What the exercise asks
In this exercise, reproduce all the entries that follow exactly.

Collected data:
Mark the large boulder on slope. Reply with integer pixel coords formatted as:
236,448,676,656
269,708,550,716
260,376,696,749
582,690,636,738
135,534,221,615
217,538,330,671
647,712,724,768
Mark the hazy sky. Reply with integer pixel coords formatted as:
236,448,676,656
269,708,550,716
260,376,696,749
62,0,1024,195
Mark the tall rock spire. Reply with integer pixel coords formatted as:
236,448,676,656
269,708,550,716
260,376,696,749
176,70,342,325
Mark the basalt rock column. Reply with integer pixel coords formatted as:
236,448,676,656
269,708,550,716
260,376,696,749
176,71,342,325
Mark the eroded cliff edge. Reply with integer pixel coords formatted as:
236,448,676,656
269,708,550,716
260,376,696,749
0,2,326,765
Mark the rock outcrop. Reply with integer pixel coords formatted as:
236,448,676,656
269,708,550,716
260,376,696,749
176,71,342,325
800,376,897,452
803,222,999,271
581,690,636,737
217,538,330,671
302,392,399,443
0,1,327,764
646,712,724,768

Written reply
Mark the large boulder on slope. Reply with integer pixel coords formatted as:
236,448,676,656
269,708,550,716
260,376,696,749
582,690,636,738
135,534,221,615
217,538,330,671
647,712,724,768
Mark the hazy sky. Reply with integer pixel coords formatted as:
236,448,676,656
269,708,550,716
260,376,696,749
62,0,1024,195
Mark the tall rock spire. Reply with integer pixel coords formatted as:
236,448,676,656
269,708,550,716
260,376,696,749
176,70,342,325
Mark the basalt rock column. Reply with integer pixel coords formatted as:
236,448,676,656
269,708,550,716
260,376,696,749
176,71,342,325
Mark the eroded cliff edge. Reply with integer pixel coords formatted as:
236,448,676,656
269,708,550,716
260,376,696,749
0,2,326,765
Mark the rock outcrop. Reply with integer pixel coords formatted as:
236,448,676,656
269,708,550,716
260,376,696,749
176,71,342,325
800,376,897,452
803,222,999,271
581,690,636,737
217,538,330,671
302,392,399,443
0,1,327,764
646,712,724,768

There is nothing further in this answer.